Your objective =
Write out exactly the lines below that run from the one containing "positive clicks: (221, 497) (221, 495)" through the one containing "negative clicks: (288, 510)", both included, with no other lines.

Source information =
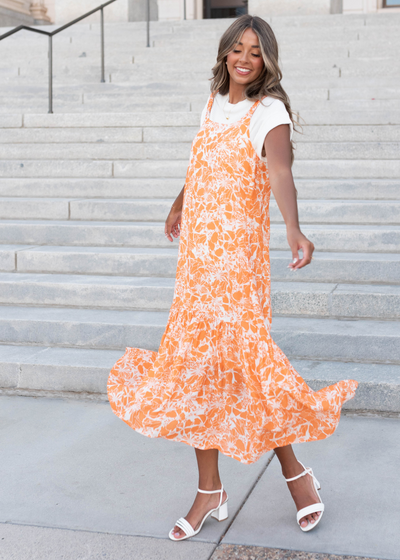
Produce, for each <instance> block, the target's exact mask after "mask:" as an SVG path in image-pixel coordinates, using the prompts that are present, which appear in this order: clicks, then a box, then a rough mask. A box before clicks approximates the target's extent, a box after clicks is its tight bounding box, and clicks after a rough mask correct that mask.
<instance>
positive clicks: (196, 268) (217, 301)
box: [108, 96, 357, 463]
mask: <svg viewBox="0 0 400 560" xmlns="http://www.w3.org/2000/svg"><path fill="white" fill-rule="evenodd" d="M213 99H214V98H213V96H211V97H210V100H209V103H208V108H207V115H206V119H205V121H204V123H203V125H202V127H201V129H200V131H199V133H198V134H197V136H196V138H195V139H194V141H193V144H192V150H191V159H190V164H189V168H188V172H187V177H186V183H185V195H184V205H183V214H182V224H181V237H180V245H179V259H178V269H177V278H176V285H175V293H174V300H173V303H172V307H171V310H170V313H169V319H168V324H167V327H166V330H165V333H164V335H163V337H162V340H161V345H160V348H159V351H158V352H151V351H149V350H143V349H139V348H127V349H126V352H125V354H124V355H123V356H122V358H121V359H120V360H118V362H117V363H116V364H115V366H114V367H113V369H112V371H111V374H110V376H109V380H108V396H109V401H110V404H111V407H112V409H113V411H114V412H115V414H116V415H117V416H119V417H120V418H121V419H122V420H123V421H124V422H126V423H127V424H128V425H129V426H131V427H132V428H133V429H134V430H136V431H138V432H140V433H141V434H144V435H146V436H149V437H163V438H167V439H172V440H175V441H181V442H185V443H187V444H189V445H191V446H193V447H196V448H198V449H219V450H220V451H221V452H222V453H224V454H226V455H229V456H231V457H233V458H234V459H237V460H239V461H241V462H242V463H253V462H254V461H256V460H257V459H259V458H260V457H261V455H263V454H264V453H265V452H267V451H269V450H271V449H273V448H275V447H280V446H284V445H289V444H292V443H299V442H305V441H312V440H319V439H323V438H326V437H328V436H329V435H331V434H332V433H333V432H334V430H335V429H336V426H337V424H338V422H339V418H340V410H341V406H342V405H343V403H344V402H345V401H347V400H348V399H351V398H352V397H353V396H354V393H355V390H356V387H357V382H356V381H352V380H349V381H340V382H339V383H336V384H335V385H332V386H330V387H326V388H325V389H321V390H320V391H312V390H311V389H310V388H309V387H308V385H307V384H306V383H305V381H304V380H303V379H302V378H301V376H300V375H299V374H298V373H297V372H296V371H295V369H294V368H293V367H292V366H291V364H290V362H289V360H288V359H287V358H286V356H285V355H284V354H283V352H282V351H281V350H280V349H279V348H278V346H277V345H276V344H275V343H274V341H273V340H272V338H271V336H270V325H271V299H270V262H269V236H270V222H269V198H270V184H269V177H268V168H267V165H266V163H264V162H263V161H261V160H260V158H259V157H258V155H257V154H256V152H255V150H254V148H253V146H252V143H251V141H250V134H249V126H250V119H251V116H252V114H253V113H254V111H255V110H256V108H257V106H258V104H259V101H257V102H256V103H254V105H253V106H252V108H251V109H250V111H249V112H248V113H247V115H246V116H245V117H243V118H242V119H241V120H239V121H237V122H235V123H233V124H230V125H229V124H228V125H226V124H218V123H215V122H213V121H211V119H210V111H211V107H212V103H213Z"/></svg>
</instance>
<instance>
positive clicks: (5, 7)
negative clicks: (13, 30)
mask: <svg viewBox="0 0 400 560" xmlns="http://www.w3.org/2000/svg"><path fill="white" fill-rule="evenodd" d="M30 4H31V1H30V0H0V26H1V27H12V26H14V25H21V24H25V25H31V24H32V23H33V20H34V18H33V17H32V14H31V12H30Z"/></svg>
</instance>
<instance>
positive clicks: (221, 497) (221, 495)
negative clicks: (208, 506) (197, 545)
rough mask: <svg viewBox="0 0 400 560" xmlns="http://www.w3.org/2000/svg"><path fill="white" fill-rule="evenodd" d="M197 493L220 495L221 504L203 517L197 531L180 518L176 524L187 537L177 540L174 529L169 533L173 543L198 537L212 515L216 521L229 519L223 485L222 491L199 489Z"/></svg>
mask: <svg viewBox="0 0 400 560" xmlns="http://www.w3.org/2000/svg"><path fill="white" fill-rule="evenodd" d="M197 492H200V494H218V493H220V494H221V495H220V497H219V504H218V506H217V507H216V508H214V509H210V511H209V512H207V513H206V514H205V516H204V517H203V519H202V521H201V523H200V525H199V528H198V529H197V530H196V531H195V530H194V529H193V527H192V526H191V525H190V523H189V521H186V519H185V518H184V517H180V518H179V519H178V521H177V522H176V523H175V525H176V526H177V527H179V529H182V531H184V532H185V536H184V537H181V538H180V539H176V538H175V537H174V535H173V530H174V528H172V529H171V531H170V532H169V535H168V536H169V538H170V539H171V540H172V541H184V540H185V539H189V538H190V537H194V536H195V535H197V533H200V531H201V528H202V527H203V524H204V521H205V520H206V519H207V517H209V516H210V515H211V517H214V519H216V520H217V521H224V520H225V519H227V518H228V496H227V497H226V500H225V502H224V503H222V496H223V494H224V486H223V485H222V487H221V490H211V491H208V490H200V488H198V489H197Z"/></svg>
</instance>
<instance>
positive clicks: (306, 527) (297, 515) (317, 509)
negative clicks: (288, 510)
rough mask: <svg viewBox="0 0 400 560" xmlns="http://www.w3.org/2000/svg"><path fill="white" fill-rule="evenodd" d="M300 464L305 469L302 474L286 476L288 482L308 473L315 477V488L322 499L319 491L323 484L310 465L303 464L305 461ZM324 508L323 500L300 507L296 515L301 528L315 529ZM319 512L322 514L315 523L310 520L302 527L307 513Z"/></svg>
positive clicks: (314, 487) (317, 519) (300, 527)
mask: <svg viewBox="0 0 400 560" xmlns="http://www.w3.org/2000/svg"><path fill="white" fill-rule="evenodd" d="M299 463H300V461H299ZM300 465H301V466H302V467H303V469H304V471H303V472H302V473H301V474H298V475H297V476H294V477H293V478H285V480H286V482H292V481H293V480H297V479H298V478H301V477H302V476H305V475H306V474H309V475H310V476H311V477H312V479H313V483H314V488H315V491H316V493H317V495H318V498H319V499H320V500H321V496H320V495H319V492H318V490H321V485H320V483H319V482H318V480H317V479H316V478H315V476H314V473H313V472H312V469H311V468H310V467H305V466H304V465H303V463H300ZM324 509H325V506H324V504H323V503H322V501H320V502H318V503H317V504H312V505H311V506H307V507H305V508H302V509H300V510H299V511H298V512H297V516H296V519H297V524H298V526H299V527H300V529H301V530H302V531H304V532H307V531H311V529H314V528H315V527H316V526H317V525H318V523H319V522H320V521H321V519H322V515H323V513H324ZM318 512H320V515H319V517H318V519H317V520H316V521H315V523H310V522H308V523H307V525H306V527H302V526H301V525H300V519H302V518H303V517H305V516H306V515H310V514H311V513H318Z"/></svg>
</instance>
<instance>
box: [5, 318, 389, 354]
mask: <svg viewBox="0 0 400 560" xmlns="http://www.w3.org/2000/svg"><path fill="white" fill-rule="evenodd" d="M166 320H167V319H166V318H165V324H166ZM164 329H165V326H161V325H160V326H148V325H141V326H133V325H115V324H104V323H97V324H96V323H92V324H90V323H72V322H68V323H65V322H62V321H57V322H53V321H37V322H36V321H35V323H30V322H29V321H27V322H24V321H12V320H11V321H7V322H4V320H3V321H1V320H0V338H1V340H2V341H3V343H5V344H11V343H12V344H40V345H49V346H61V347H76V348H99V349H111V350H119V351H121V356H122V354H123V352H124V350H125V348H126V347H127V346H130V347H133V348H147V349H149V350H154V351H157V350H158V347H159V344H160V341H161V337H162V335H163V333H164ZM271 334H272V338H273V339H274V341H275V342H276V344H277V345H278V346H279V347H280V348H281V349H282V351H283V352H284V353H285V354H286V355H287V356H288V357H289V358H291V359H293V358H301V359H313V360H341V361H350V362H351V361H354V362H364V363H368V362H381V363H394V364H400V344H399V339H398V338H397V337H395V336H393V337H391V336H377V335H375V336H371V334H368V335H365V336H362V335H360V336H349V334H348V333H347V332H346V329H345V328H344V329H343V334H332V333H330V334H319V333H314V332H304V331H291V332H287V331H280V330H279V329H276V328H274V327H272V330H271Z"/></svg>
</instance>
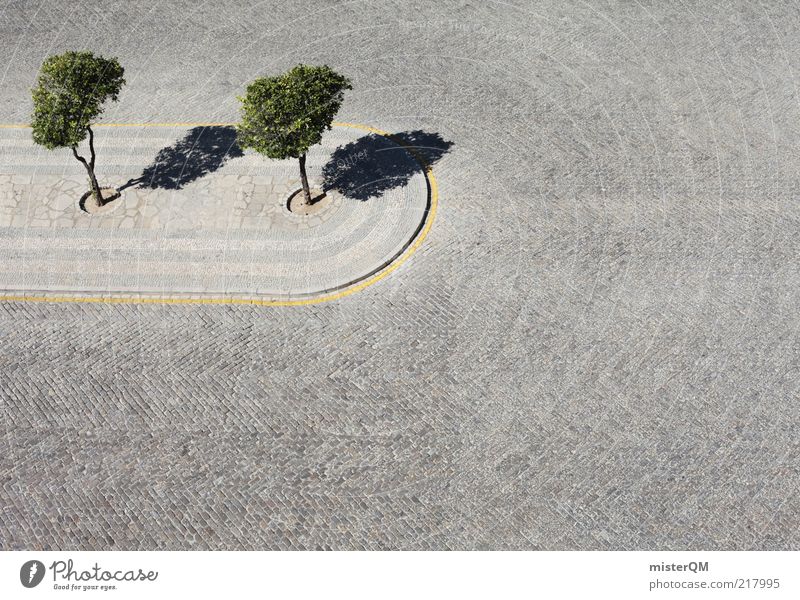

Result for this exercise =
positive clicks: (221, 497) (221, 495)
negative clicks: (208, 506) (197, 545)
rough mask: <svg viewBox="0 0 400 560" xmlns="http://www.w3.org/2000/svg"><path fill="white" fill-rule="evenodd" d="M197 493L220 495L221 504L203 517L197 531L180 518L176 524L187 537L177 540L174 529L169 533L173 543L198 537L212 515L216 521L229 519L223 485L222 491L199 489Z"/></svg>
mask: <svg viewBox="0 0 400 560" xmlns="http://www.w3.org/2000/svg"><path fill="white" fill-rule="evenodd" d="M197 492H200V494H218V493H220V494H221V495H220V497H219V504H218V506H217V507H216V508H214V509H210V511H209V512H207V513H206V514H205V516H204V517H203V519H202V521H201V523H200V525H199V528H198V529H197V530H196V531H195V530H194V529H193V527H192V526H191V525H190V523H189V521H186V519H185V518H184V517H180V518H179V519H178V521H177V522H176V523H175V525H176V526H177V527H179V529H182V531H184V532H185V536H184V537H181V538H180V539H176V538H175V537H174V535H173V530H174V528H172V529H171V531H170V532H169V535H168V536H169V538H170V539H171V540H172V541H184V540H185V539H189V538H190V537H194V536H195V535H197V533H200V531H201V528H202V527H203V524H204V521H205V520H206V519H207V517H209V516H210V515H211V517H214V519H216V520H217V521H224V520H225V519H227V518H228V496H227V497H226V500H225V502H224V503H222V496H223V494H224V486H223V485H222V487H221V490H211V491H208V490H200V488H198V489H197Z"/></svg>
</instance>
<instance>
positive clicks: (306, 527) (297, 515) (317, 509)
negative clicks: (288, 510)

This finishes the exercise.